- WHAT TO WORK ON
Copy every line of the records below word for word, leaving out the pictures.

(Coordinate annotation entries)
==*==
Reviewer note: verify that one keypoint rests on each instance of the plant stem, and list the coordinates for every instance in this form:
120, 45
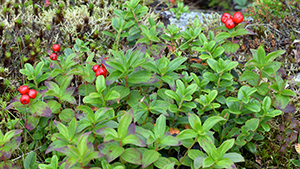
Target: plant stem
187, 152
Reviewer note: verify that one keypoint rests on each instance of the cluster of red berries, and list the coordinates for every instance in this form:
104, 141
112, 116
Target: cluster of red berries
231, 22
55, 48
100, 70
27, 94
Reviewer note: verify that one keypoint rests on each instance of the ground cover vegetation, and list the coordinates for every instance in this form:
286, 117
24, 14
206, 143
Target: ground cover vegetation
105, 84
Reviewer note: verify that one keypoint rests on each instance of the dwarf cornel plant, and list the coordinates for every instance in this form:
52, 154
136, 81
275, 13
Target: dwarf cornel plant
122, 120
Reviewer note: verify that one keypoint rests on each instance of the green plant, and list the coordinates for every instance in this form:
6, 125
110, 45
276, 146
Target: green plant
242, 4
180, 9
80, 120
9, 142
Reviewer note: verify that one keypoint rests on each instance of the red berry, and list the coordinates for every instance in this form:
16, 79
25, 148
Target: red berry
225, 16
56, 47
32, 93
229, 23
95, 68
23, 89
53, 56
238, 17
25, 99
101, 71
==*==
- RESULT FOR THIS EXERCISE
Reviewer note: verify that one keypoint rests on each instance of the plant stem, and list the coordinates for every instance in this form:
120, 45
Target: plant stem
187, 152
Reviewer note: verify that one keypoint rests on each instance of the cluster of red berries, and list the coordinates for every instance in this form:
104, 141
112, 116
Target: cluster of red berries
231, 22
55, 48
100, 70
27, 94
Reviewer note: verify that one keypoint rests on each instance of the ground cover vegetation, and list the coordinates for every instance in this form:
286, 117
24, 14
206, 143
Target: ground cover vegetation
105, 84
Reviewer note: verify that one keypoint rests on each instance of the dwarf cornel plant, and list the coordinates for every instance in this form:
52, 154
136, 81
275, 13
Target: dwarf cornel plant
122, 120
Reviewer note: verify that one keypoint rests on each instance of the green plant, and list the coordinates for every instance in this form:
6, 125
110, 45
276, 146
Target: green plant
242, 4
180, 9
80, 120
9, 142
Reviewer note: verify that one keypoint rests on each instance of the red berry, and list the coordinates for every instance in this form:
16, 79
25, 148
Target: red berry
225, 16
56, 47
32, 93
229, 23
95, 68
23, 89
53, 56
238, 17
25, 99
101, 71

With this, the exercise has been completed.